(What to do) Count the lines in the entries below that contain the string "approximate". Reply with the number alone.

[Stored entries]

━━━━━━

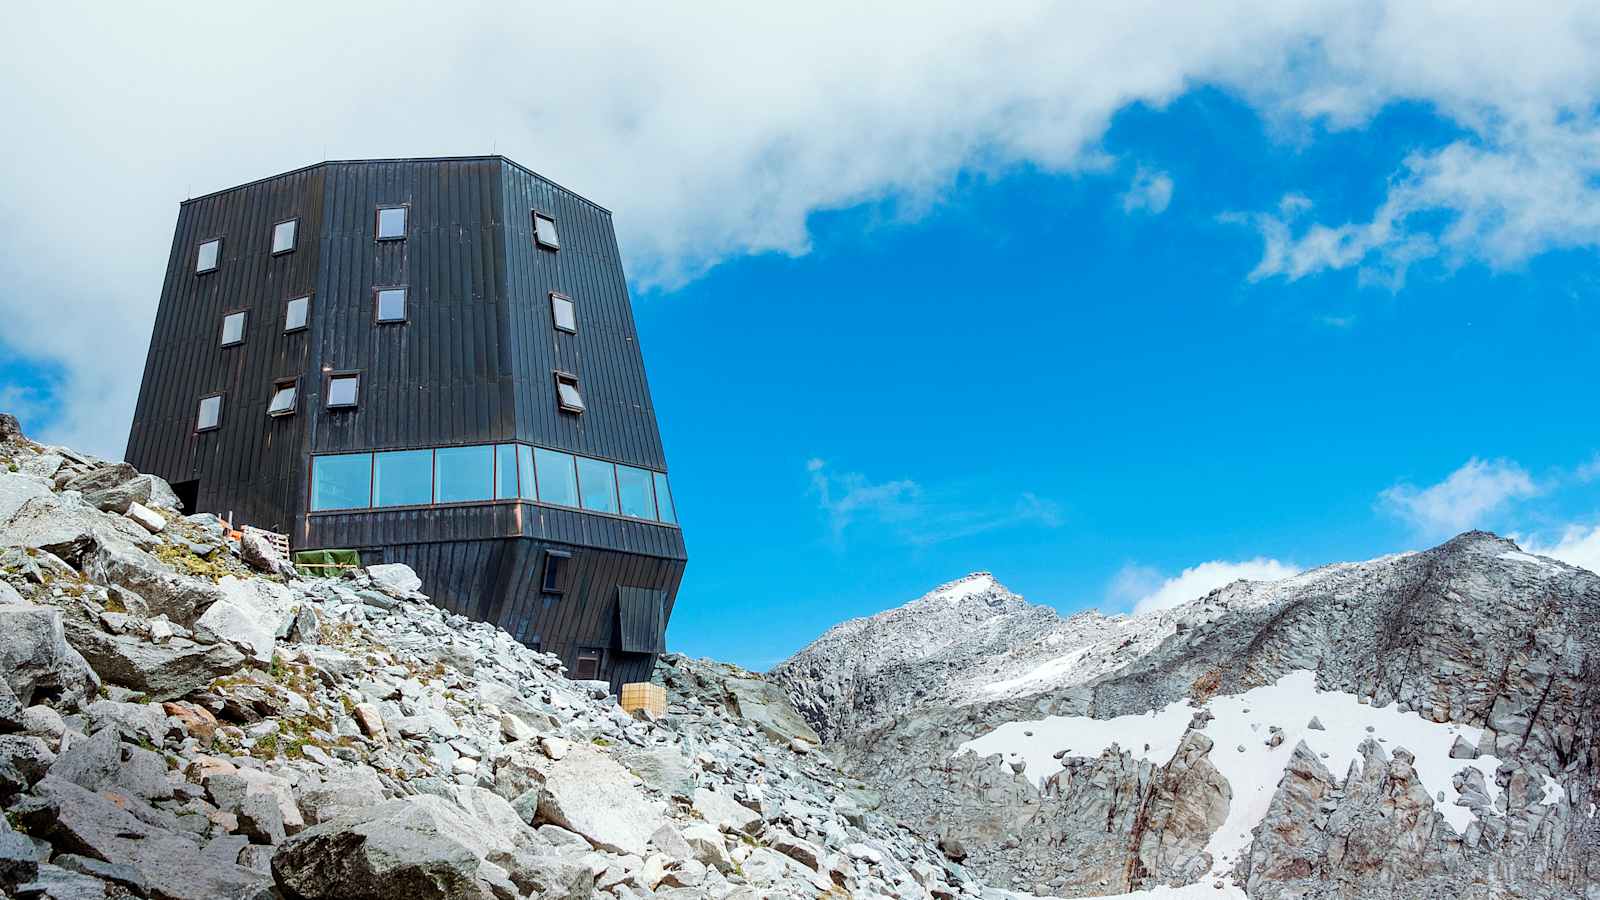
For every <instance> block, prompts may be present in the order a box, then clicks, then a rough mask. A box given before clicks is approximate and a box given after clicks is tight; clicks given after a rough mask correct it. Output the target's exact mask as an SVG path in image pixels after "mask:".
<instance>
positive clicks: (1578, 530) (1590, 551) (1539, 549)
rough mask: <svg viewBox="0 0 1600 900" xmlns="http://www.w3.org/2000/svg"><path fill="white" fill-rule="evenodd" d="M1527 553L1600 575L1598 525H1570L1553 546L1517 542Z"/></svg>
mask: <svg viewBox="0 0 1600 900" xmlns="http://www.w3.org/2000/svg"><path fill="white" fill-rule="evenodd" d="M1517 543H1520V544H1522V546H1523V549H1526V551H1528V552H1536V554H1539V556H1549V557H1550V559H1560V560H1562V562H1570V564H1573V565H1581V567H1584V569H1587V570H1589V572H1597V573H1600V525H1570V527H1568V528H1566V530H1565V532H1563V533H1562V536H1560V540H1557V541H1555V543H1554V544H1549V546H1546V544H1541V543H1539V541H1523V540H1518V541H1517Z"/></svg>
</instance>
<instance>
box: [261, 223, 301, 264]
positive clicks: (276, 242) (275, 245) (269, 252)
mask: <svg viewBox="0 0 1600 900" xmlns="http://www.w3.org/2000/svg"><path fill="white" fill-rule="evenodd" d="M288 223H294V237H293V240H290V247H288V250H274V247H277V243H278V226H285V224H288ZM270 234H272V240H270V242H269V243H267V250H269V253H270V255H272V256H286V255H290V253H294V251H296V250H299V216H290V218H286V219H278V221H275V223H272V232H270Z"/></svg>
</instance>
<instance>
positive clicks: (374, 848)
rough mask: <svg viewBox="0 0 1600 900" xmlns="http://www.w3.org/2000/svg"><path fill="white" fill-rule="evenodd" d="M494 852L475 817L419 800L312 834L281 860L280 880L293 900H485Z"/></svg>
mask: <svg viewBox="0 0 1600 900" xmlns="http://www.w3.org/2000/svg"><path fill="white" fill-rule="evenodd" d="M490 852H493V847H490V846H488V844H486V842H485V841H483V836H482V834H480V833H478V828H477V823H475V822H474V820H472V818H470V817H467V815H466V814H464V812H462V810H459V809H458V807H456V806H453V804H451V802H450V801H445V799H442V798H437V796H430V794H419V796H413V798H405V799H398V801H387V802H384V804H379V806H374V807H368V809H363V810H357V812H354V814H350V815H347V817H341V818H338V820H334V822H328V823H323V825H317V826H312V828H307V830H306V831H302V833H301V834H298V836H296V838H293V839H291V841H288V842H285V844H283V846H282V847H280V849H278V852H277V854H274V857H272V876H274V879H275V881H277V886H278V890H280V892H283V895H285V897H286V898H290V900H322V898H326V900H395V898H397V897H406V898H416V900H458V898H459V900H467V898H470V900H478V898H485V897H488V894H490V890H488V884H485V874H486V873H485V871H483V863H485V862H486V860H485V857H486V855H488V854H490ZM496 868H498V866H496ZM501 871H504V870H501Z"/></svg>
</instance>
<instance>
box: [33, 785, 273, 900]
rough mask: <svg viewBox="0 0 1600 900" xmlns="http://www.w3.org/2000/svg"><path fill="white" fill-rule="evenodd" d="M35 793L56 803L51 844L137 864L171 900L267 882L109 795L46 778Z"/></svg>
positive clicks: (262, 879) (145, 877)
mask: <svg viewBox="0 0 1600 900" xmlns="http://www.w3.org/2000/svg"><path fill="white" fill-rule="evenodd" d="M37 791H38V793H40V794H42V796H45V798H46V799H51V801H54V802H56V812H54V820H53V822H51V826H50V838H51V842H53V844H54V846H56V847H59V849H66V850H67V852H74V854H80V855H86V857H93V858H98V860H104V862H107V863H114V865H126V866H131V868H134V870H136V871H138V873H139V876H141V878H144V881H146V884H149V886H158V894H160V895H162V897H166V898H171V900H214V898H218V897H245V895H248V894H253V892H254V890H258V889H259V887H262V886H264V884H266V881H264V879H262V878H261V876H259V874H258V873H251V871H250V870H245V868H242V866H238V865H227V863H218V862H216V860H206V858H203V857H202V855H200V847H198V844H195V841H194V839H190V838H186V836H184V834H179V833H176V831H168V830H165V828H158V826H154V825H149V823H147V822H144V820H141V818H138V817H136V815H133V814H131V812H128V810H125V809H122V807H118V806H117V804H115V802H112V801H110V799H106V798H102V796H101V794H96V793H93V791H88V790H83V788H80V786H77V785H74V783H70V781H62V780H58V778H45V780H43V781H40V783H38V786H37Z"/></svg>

━━━━━━

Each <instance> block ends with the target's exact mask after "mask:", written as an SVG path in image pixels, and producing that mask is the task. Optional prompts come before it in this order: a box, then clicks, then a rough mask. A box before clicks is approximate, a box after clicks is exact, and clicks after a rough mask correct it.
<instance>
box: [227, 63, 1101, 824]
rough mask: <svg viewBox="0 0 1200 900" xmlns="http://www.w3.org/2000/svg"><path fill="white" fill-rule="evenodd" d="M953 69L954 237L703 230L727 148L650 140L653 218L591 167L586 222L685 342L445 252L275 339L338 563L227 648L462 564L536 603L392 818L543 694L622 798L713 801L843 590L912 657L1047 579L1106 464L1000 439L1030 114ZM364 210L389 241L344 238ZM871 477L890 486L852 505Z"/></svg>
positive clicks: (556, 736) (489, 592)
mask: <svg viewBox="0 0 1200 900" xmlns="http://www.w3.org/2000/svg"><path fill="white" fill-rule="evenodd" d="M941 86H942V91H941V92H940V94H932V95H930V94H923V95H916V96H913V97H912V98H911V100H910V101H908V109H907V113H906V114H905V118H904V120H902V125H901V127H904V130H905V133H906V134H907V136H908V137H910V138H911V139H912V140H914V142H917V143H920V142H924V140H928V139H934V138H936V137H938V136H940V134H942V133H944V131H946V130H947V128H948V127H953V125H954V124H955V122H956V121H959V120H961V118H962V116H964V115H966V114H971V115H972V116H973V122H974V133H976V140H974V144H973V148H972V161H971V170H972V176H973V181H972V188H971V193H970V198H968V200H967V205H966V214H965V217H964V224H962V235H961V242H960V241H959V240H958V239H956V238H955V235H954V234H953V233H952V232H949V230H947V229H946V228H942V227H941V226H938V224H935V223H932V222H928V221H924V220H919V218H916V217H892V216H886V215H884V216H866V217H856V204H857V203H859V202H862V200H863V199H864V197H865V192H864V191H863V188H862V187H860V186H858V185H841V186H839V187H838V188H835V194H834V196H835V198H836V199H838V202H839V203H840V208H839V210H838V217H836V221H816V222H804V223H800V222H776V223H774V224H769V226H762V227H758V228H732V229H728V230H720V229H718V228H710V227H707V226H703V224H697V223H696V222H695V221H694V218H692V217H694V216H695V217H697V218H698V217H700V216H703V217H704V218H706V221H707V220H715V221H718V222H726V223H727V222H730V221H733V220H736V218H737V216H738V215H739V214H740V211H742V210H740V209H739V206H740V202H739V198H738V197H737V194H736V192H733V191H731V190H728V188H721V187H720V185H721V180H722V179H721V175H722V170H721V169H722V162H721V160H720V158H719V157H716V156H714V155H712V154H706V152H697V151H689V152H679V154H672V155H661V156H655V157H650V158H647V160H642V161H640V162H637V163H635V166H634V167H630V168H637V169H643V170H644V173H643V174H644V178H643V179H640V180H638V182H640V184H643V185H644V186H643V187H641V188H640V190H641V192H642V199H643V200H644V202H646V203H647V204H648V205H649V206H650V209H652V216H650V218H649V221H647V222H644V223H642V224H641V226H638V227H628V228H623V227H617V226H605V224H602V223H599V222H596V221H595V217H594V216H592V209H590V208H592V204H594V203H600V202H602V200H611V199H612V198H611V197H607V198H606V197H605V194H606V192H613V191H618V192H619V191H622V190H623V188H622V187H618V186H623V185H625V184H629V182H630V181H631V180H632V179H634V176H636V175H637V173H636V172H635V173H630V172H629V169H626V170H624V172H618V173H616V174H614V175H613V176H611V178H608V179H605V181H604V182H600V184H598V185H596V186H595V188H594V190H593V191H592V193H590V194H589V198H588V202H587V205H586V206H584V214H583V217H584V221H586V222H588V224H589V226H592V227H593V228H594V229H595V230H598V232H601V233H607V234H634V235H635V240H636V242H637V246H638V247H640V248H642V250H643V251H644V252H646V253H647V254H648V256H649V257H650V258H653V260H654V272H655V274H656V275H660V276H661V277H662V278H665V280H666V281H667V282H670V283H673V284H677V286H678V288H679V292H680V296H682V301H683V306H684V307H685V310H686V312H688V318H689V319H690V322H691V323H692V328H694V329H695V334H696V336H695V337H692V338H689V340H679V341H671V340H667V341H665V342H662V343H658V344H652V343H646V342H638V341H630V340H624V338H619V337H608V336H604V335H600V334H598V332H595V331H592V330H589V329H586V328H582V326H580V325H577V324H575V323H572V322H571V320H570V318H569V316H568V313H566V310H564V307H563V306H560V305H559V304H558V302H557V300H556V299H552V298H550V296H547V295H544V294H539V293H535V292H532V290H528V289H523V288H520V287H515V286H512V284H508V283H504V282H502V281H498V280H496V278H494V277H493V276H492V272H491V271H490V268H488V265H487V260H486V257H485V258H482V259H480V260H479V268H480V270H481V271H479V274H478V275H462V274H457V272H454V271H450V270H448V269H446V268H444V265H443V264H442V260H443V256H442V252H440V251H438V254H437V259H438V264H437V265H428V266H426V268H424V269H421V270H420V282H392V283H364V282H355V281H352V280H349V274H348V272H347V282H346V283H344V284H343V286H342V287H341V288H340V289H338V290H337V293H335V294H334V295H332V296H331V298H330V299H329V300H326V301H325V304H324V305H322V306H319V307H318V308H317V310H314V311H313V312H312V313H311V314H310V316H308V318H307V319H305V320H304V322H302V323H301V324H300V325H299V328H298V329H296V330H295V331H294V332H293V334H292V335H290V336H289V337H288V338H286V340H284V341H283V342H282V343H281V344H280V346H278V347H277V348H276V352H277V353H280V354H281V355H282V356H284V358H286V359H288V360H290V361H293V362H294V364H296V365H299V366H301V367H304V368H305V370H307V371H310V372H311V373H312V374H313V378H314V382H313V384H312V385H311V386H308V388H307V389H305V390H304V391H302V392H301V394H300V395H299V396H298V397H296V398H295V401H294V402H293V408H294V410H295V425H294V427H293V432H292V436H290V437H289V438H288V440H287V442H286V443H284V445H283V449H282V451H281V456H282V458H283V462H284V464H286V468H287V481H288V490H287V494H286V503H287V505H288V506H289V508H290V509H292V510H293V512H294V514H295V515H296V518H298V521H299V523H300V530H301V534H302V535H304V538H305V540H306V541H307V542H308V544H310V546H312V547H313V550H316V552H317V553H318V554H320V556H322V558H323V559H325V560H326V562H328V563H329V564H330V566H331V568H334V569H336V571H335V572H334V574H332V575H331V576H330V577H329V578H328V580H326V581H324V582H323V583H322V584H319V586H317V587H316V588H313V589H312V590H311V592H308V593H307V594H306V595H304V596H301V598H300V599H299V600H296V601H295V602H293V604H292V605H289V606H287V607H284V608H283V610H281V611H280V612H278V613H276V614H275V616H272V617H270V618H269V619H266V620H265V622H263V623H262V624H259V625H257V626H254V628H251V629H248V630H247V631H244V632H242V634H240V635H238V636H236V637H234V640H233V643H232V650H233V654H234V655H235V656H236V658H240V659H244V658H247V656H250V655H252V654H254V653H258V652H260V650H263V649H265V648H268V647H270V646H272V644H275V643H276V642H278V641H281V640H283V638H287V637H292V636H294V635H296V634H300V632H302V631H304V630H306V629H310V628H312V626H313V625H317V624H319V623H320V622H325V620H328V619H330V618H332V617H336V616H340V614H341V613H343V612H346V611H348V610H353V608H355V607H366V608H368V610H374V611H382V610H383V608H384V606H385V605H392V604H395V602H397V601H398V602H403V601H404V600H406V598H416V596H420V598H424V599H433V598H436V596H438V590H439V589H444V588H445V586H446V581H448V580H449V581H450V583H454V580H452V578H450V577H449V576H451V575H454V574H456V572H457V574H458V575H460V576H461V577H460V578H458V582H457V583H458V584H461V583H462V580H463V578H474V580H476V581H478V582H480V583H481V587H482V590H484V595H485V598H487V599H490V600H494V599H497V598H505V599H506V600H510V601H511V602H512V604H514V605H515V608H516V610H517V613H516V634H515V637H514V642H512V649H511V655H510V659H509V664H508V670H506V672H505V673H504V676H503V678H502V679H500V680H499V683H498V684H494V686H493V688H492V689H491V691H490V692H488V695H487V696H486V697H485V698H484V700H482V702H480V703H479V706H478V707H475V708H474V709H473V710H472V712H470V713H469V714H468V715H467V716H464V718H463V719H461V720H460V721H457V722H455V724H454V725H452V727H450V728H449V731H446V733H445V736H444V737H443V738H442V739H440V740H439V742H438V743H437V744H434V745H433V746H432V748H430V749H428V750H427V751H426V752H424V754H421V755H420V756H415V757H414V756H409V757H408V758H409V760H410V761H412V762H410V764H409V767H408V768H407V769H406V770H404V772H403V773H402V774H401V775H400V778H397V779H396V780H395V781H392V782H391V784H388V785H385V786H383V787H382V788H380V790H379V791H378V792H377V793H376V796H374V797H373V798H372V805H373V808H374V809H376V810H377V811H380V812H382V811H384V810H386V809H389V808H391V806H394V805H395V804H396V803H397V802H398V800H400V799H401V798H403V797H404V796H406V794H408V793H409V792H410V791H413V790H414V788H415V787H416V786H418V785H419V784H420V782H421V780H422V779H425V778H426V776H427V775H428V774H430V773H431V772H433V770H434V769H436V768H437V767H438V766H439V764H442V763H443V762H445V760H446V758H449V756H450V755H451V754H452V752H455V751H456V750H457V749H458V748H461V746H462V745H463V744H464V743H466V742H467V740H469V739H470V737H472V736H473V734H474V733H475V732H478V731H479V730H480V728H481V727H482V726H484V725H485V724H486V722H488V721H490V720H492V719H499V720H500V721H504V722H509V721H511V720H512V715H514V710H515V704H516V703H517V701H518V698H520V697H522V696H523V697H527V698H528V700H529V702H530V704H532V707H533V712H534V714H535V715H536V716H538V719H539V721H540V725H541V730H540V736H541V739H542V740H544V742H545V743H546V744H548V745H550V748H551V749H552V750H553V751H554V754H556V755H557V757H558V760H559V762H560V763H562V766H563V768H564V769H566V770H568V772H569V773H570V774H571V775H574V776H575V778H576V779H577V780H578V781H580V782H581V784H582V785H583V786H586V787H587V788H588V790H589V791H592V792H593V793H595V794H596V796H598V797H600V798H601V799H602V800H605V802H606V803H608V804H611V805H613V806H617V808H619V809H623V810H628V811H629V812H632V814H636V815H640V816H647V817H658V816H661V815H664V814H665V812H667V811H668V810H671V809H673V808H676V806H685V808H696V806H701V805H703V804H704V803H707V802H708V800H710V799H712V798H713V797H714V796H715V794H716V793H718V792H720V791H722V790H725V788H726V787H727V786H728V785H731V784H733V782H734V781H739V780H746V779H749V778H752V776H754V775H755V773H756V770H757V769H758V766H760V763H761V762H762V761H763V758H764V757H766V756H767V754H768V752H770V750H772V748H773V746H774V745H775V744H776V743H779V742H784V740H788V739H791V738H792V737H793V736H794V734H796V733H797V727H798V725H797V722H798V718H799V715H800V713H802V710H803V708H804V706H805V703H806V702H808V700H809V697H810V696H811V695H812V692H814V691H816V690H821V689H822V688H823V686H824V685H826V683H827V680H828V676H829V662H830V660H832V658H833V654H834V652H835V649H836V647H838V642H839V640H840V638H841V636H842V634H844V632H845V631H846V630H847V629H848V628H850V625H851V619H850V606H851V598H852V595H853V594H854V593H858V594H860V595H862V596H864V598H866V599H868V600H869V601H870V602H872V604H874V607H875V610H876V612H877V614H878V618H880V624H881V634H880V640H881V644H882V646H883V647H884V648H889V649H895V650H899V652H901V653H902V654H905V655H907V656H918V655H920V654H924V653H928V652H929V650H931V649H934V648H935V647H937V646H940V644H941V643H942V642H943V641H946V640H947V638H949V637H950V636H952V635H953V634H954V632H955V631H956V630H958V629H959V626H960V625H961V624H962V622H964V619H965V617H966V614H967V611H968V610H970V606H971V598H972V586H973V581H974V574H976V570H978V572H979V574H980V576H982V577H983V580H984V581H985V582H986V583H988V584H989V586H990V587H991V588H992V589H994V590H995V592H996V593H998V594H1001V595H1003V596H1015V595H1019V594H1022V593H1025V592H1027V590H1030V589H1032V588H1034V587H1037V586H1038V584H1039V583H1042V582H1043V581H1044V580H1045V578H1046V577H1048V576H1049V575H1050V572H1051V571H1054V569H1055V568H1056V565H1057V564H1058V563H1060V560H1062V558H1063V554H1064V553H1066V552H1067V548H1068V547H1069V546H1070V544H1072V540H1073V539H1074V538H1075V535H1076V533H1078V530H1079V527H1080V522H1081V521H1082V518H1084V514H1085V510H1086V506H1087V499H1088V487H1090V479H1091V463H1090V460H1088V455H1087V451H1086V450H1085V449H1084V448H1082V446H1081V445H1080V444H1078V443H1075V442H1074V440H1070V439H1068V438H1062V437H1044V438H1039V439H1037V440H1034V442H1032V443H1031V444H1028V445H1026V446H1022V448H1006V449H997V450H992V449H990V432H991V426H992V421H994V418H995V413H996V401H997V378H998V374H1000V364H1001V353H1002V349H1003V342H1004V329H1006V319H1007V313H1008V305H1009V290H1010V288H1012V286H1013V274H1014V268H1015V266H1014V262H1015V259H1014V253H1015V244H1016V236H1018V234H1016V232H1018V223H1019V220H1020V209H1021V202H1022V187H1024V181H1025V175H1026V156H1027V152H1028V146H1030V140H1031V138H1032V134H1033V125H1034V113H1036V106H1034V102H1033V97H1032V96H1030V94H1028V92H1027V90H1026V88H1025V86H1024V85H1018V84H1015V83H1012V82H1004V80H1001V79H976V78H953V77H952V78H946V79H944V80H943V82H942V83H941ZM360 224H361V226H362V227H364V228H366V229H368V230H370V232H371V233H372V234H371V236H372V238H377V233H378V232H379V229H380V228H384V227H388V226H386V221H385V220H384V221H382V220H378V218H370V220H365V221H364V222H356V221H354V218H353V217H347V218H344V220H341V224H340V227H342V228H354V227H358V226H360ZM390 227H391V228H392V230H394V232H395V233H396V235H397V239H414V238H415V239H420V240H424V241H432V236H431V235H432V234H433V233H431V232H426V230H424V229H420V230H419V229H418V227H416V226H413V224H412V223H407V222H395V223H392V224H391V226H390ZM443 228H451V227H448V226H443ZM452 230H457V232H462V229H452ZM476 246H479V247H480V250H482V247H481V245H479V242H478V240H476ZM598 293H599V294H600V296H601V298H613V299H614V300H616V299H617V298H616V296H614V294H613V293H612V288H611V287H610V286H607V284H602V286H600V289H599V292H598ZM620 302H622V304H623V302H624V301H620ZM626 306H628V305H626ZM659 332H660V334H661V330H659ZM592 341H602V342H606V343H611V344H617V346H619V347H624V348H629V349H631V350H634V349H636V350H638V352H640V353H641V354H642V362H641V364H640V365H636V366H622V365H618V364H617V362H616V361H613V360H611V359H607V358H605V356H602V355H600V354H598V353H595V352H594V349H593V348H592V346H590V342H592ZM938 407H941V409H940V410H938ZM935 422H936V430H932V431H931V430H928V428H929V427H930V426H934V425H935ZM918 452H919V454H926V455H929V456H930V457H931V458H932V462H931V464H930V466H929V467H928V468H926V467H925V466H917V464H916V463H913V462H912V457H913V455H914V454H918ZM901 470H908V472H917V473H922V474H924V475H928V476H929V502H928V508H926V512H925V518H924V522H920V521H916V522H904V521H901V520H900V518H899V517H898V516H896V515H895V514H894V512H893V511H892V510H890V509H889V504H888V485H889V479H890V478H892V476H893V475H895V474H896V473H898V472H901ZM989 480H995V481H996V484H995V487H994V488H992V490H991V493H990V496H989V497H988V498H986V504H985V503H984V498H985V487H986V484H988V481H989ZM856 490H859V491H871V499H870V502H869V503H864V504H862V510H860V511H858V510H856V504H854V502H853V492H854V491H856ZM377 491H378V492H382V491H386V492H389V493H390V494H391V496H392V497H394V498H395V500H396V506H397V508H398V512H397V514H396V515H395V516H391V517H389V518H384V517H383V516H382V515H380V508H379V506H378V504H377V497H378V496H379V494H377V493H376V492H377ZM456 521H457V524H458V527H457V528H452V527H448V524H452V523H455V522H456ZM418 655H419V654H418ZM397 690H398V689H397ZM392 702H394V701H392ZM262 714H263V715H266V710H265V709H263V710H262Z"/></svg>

━━━━━━

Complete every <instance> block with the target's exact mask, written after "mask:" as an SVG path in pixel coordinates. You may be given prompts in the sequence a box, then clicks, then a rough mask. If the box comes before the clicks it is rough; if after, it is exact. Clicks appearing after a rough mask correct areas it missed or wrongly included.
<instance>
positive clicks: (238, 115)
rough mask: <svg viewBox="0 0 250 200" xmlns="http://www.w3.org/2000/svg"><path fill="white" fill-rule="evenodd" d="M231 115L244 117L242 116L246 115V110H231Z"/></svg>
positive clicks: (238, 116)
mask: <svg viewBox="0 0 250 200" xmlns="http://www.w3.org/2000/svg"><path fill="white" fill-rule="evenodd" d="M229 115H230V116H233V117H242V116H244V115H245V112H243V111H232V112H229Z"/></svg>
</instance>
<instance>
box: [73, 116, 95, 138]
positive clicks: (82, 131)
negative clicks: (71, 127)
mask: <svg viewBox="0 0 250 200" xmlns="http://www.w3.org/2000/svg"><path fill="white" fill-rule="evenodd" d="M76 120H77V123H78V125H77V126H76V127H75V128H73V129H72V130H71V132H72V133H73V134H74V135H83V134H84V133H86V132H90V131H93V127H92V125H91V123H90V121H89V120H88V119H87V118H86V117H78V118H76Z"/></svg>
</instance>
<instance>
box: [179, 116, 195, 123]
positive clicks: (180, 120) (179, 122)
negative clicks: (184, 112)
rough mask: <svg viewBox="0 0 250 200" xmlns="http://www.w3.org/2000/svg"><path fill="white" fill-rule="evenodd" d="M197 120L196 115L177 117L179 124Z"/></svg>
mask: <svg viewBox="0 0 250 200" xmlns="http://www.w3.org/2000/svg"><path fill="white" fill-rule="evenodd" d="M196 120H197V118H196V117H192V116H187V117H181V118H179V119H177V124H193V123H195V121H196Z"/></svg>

━━━━━━

(Answer for the task) 2